* [TEXT EXCERPT]:

*** Begin section ***

Best Way to Create an Allergy-Free Home with the right Furnishings and Fixtures

Choosing furnishings and fixtures for the home is a very individual affair but more than personal taste is involved -your choice affects the level of allergens and irritants in the home.

Soft furnishings

Leather or vinyl is the preferred covering for soft furnishings, as dust mites find it inhospitable, while fabric-upholstered furniture provides the ideal home for dust mites. Consider replacing fabric upholstery with leather or vinyl, or other hard-surface materials, such as wood or plastic – or at least reduce the number of soft furnishings you have in your home.

Furnishings and Fixtures Best Way to Create an Allergy Free Home with the right Furnishings and Fixtures

Leather or vinyl only needs wiping over with a damp cloth weekly to keep it clean of dust and mites, while controlling mites in fabric-upholstered furnishings is far more difficult. Several approaches are used to try to do this, or to neutralize or remove the allergen, and these also apply to other mite reservoirs, such as carpets.

*** End section ***

* [TASKS]:
a: Reproduce the portion of the passage on allergy-free home furnishings that opens with the words containing "Furnishings and Fixtures Best" and closes with "such as carpets.".
b: Continue the passage on allergy-free home furnishings, starting right after its final sentence.

Stored records:

*** Begin section ***

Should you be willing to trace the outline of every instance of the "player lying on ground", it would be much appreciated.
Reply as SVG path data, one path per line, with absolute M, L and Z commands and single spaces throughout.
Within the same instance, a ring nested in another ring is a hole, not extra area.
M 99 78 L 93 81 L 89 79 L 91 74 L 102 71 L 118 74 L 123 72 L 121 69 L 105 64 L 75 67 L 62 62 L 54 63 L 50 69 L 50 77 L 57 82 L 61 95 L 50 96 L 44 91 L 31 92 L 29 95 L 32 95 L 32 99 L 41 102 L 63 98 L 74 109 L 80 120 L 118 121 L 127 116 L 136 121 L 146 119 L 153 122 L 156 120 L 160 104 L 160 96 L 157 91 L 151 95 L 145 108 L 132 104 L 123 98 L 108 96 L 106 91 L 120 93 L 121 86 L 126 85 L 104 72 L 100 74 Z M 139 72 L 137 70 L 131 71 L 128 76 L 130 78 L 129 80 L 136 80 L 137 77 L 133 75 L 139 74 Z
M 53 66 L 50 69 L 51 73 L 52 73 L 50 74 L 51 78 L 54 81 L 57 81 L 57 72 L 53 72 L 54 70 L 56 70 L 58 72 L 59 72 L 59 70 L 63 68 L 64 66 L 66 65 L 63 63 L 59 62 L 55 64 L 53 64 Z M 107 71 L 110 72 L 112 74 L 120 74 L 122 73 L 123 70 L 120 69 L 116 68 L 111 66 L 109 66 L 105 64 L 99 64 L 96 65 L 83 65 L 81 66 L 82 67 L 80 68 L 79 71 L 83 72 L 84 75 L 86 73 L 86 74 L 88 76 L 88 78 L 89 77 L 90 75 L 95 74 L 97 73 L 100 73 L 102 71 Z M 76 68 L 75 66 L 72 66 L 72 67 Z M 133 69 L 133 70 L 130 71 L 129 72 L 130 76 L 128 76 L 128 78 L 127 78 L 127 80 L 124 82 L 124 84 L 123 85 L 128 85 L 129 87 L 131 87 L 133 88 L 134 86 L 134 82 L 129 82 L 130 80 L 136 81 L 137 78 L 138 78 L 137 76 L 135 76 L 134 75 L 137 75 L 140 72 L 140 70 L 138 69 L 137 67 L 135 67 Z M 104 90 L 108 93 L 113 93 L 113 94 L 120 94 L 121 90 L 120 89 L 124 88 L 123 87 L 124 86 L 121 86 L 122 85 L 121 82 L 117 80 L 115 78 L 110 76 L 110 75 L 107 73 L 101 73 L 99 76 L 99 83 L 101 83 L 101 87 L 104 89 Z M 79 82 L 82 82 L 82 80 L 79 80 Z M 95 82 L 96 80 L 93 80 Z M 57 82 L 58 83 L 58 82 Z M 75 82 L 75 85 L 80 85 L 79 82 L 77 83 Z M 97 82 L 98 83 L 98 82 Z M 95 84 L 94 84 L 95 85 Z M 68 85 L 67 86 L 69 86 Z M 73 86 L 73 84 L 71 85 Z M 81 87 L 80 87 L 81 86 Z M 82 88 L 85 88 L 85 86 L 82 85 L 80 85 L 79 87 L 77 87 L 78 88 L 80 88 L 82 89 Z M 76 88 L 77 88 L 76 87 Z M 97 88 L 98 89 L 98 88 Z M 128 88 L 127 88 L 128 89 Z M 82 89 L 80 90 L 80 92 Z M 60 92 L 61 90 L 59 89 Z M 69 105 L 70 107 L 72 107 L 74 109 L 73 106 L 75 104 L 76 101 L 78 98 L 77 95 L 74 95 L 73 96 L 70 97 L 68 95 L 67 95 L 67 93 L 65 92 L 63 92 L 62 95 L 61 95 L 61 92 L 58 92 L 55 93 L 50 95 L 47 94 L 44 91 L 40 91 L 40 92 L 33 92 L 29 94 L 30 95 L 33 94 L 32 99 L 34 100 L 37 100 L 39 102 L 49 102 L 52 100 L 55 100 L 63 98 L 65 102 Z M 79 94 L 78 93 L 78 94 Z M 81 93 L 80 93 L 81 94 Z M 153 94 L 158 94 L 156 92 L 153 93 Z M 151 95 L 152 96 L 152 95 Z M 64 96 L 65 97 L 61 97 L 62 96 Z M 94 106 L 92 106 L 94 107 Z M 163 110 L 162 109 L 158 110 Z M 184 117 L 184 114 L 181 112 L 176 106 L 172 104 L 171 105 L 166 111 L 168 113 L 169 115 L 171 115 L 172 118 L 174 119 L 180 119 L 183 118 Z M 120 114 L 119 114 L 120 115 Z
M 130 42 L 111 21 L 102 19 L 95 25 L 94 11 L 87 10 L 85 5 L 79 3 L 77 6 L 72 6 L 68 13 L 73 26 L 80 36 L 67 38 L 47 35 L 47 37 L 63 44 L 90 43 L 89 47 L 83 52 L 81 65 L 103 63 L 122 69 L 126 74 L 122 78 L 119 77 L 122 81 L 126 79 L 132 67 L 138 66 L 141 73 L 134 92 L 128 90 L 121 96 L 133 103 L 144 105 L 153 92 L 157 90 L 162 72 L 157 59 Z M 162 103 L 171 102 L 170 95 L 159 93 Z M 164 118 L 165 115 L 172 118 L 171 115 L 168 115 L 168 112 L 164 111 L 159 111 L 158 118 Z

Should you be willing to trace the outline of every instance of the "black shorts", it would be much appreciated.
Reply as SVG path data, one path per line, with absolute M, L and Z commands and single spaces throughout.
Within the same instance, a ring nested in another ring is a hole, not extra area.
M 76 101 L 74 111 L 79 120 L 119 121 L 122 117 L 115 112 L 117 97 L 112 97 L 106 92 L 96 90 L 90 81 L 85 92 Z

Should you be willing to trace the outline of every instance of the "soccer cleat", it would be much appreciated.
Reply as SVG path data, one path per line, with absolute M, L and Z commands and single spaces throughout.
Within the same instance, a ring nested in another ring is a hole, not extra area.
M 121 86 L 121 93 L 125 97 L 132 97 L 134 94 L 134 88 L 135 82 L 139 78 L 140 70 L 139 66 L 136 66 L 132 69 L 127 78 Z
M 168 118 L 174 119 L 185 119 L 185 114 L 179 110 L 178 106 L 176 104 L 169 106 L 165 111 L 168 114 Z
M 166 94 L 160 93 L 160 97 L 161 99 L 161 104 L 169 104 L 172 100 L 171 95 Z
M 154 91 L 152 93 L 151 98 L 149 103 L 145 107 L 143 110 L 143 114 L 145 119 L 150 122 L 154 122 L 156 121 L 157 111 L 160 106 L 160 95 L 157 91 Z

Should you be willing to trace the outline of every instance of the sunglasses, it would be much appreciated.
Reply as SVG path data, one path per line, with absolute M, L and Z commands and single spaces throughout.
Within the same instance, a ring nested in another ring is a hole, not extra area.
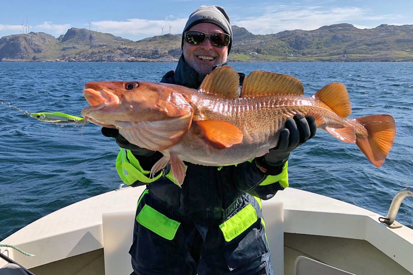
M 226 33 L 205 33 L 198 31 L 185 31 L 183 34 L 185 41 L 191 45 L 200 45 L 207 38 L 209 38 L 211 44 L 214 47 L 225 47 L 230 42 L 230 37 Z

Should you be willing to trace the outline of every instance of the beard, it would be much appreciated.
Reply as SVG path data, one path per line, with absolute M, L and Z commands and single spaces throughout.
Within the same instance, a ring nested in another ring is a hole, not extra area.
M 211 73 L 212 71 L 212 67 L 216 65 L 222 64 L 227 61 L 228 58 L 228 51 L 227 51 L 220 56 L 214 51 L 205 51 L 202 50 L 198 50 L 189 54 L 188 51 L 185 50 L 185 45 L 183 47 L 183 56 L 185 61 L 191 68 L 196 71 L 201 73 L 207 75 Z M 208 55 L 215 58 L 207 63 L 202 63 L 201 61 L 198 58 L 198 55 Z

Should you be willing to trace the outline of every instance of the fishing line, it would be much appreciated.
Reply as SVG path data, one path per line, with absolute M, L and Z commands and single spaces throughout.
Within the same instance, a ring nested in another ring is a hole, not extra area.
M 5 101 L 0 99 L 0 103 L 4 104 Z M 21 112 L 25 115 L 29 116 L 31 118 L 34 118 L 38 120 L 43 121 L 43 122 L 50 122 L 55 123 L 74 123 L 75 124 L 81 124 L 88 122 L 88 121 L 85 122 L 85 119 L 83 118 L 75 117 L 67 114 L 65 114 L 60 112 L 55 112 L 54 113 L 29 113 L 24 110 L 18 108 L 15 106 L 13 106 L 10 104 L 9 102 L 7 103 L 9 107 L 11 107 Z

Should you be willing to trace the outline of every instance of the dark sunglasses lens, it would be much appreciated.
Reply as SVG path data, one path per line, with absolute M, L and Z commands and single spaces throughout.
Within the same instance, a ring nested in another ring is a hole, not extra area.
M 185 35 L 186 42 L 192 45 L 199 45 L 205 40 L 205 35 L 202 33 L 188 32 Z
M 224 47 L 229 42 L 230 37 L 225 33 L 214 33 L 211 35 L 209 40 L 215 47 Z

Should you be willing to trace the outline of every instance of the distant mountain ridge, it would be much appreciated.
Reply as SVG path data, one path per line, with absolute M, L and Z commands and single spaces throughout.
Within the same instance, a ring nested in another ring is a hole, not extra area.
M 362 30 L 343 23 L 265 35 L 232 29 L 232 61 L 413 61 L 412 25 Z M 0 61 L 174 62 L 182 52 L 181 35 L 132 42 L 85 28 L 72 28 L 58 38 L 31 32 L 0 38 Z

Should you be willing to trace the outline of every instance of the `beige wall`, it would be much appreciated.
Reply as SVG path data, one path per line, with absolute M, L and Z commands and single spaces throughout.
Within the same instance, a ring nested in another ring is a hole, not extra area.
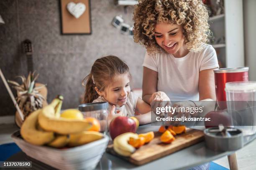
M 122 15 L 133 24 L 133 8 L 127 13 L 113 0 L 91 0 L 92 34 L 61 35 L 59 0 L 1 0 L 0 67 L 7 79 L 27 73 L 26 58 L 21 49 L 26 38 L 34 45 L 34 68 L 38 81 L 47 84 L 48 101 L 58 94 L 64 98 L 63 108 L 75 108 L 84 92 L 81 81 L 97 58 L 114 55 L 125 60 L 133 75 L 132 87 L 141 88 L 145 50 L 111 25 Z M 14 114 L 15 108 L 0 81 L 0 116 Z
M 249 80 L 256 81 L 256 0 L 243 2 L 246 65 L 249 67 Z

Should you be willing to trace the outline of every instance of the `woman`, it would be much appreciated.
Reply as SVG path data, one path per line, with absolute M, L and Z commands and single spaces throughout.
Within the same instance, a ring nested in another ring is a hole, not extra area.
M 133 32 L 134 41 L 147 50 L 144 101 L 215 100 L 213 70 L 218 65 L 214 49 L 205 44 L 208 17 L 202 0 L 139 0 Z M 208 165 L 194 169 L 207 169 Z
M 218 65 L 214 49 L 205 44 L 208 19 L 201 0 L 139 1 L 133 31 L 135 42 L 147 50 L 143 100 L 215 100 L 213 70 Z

*** End section ***
*** Begin section ***

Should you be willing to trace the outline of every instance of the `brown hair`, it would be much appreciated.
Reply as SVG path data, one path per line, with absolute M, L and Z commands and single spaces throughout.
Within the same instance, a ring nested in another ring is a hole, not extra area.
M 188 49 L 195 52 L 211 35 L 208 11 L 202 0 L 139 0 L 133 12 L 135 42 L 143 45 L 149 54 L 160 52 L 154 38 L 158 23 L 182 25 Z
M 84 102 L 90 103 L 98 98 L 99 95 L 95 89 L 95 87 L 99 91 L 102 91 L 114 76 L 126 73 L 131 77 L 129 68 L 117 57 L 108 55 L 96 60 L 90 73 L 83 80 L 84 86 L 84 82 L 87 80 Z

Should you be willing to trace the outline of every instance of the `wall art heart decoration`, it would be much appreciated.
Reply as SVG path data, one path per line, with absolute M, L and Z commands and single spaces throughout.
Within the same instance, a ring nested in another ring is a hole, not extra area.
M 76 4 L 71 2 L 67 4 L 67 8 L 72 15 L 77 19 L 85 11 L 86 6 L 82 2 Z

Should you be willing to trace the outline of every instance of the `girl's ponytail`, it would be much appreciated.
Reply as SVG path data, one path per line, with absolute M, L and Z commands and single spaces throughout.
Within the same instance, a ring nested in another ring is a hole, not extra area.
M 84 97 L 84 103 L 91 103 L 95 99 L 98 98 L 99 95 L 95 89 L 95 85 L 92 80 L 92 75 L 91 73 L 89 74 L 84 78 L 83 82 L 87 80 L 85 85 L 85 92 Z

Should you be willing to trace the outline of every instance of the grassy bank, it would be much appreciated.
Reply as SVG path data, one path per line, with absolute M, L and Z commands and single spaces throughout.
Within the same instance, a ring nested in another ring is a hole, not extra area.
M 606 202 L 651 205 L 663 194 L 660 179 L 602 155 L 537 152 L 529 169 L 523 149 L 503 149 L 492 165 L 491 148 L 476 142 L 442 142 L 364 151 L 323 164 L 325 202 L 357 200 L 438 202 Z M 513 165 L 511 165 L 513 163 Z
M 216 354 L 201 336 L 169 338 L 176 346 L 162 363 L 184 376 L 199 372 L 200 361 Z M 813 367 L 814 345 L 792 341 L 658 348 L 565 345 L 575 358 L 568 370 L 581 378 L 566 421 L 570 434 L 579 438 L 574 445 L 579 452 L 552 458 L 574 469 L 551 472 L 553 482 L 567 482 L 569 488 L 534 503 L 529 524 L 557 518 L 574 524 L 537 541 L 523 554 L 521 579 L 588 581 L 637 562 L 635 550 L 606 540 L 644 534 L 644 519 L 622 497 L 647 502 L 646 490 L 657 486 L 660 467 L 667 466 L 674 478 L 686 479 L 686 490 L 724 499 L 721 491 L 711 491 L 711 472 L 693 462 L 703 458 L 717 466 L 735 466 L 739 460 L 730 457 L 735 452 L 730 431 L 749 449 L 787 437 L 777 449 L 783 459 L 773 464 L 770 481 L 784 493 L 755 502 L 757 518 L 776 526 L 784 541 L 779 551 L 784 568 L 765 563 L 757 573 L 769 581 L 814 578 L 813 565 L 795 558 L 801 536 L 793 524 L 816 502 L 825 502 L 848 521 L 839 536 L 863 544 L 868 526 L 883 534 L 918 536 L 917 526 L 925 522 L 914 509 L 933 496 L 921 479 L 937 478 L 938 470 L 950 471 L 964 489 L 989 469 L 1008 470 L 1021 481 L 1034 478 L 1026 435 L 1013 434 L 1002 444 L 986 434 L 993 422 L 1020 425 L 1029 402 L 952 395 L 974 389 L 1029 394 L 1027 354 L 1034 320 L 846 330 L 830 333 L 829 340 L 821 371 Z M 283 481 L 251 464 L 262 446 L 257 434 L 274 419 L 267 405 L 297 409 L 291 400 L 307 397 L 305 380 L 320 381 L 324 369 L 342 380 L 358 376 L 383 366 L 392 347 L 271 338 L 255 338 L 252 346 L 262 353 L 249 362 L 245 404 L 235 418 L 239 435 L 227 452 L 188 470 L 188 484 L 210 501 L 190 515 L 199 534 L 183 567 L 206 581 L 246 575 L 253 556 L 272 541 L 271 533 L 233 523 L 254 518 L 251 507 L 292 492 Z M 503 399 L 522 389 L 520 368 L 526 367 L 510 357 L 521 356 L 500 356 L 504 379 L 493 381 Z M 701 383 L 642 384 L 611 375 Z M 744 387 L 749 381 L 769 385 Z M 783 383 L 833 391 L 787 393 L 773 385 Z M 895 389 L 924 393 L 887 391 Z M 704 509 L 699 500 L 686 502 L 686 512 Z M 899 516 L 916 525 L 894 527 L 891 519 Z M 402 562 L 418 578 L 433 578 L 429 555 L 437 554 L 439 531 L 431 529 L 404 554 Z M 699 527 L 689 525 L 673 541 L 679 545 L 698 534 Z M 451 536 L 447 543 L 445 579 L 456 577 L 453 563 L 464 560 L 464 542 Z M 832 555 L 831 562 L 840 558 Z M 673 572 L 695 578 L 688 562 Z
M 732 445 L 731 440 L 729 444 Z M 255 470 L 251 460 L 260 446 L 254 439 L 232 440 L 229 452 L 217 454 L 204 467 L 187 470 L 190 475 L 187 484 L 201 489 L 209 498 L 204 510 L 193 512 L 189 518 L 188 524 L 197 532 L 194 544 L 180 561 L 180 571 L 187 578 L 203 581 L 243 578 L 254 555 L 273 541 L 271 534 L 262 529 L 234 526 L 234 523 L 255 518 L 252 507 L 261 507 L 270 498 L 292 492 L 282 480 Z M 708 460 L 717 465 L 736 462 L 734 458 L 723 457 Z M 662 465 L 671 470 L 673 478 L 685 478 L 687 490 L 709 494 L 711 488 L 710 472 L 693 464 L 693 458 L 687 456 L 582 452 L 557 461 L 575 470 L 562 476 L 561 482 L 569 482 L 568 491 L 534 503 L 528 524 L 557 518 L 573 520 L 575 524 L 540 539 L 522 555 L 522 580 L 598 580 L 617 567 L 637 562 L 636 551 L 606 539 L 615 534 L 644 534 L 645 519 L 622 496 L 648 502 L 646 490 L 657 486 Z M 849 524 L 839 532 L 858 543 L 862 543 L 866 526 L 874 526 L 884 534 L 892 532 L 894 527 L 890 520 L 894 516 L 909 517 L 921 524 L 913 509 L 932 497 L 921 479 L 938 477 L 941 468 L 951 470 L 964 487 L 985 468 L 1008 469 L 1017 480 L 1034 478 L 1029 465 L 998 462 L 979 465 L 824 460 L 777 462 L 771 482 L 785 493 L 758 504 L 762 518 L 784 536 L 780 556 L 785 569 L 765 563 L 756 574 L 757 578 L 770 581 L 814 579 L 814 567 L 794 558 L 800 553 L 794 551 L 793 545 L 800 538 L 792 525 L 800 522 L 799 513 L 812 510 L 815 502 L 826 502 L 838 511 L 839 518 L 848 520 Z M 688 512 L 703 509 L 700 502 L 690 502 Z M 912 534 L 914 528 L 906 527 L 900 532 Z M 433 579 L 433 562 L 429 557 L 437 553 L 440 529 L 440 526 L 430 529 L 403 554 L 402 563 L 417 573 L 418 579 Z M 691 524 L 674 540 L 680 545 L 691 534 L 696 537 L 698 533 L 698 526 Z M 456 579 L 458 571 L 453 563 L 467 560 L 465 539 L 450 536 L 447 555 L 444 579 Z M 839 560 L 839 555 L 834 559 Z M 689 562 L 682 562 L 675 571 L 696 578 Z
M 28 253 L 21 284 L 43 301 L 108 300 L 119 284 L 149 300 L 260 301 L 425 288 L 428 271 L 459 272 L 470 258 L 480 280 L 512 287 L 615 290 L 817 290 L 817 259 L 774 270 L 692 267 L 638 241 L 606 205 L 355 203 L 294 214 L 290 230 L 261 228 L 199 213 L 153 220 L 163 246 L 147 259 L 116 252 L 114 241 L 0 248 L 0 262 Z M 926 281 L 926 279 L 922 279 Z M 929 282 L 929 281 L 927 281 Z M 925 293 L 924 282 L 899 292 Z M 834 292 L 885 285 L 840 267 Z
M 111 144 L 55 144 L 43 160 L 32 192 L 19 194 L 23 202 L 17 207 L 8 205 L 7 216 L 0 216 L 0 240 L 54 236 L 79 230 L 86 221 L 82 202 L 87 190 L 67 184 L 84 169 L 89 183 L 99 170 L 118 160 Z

*** End section ***

* [OUTPUTS BY TASK]:
a:
Furnishings and Fixtures Best Way to Create an Allergy Free Home with the right Furnishings and Fixtures

Leather or vinyl only needs wiping over with a damp cloth weekly to keep it clean of dust and mites, while controlling mites in fabric-upholstered furnishings is far more difficult. Several approaches are used to try to do this, or to neutralize or remove the allergen, and these also apply to other mite reservoirs, such as carpets.

b:
These mite-killing chemi­cals penetrate only the uppermost layers of fabric, so mites deeper down survive – and the mite allergen still needs to be removed afterwards by vacuuming. The most-researched acaricide, benzyl benzoate, may persist for up to a year after application, although most studies suggest it should be reapplied several times a year. One study suggests acaricides may reduce symptoms of mite-related rhinitis, but there is a lack of evidence that they are generally beneficial. As no long-term safety studies have been done in the home, you may not want to use acaricides in children’s rooms.

Denaturing agent Tannic acid alters the structure of all allergens, (denatures them) including pollen and dander, as well as mite allergen, so that they no longer cause an allergic reaction. It needs applying three to four times a year but may discolour pale fabrics or carpets. It is probably harmless to people and animals.

Steam treatment

Mites near the surface are killed by steam, although those deeper down in soft furnishings (and mattresses) are likely to be unaffected. Ask for independent proof that the steam treatment is sufficiently hot for long enough to denature mite allergen, as not all steam treatments achieve this. The dead mites and allergen are removed afterwards by vacuuming. Steam cleaning probably needs to be done every three months.

Wooden furniture, simply made, with the minimum of detailing where dust can collect, and upholstered in leather, makes the management of dust-mite allergy far easier.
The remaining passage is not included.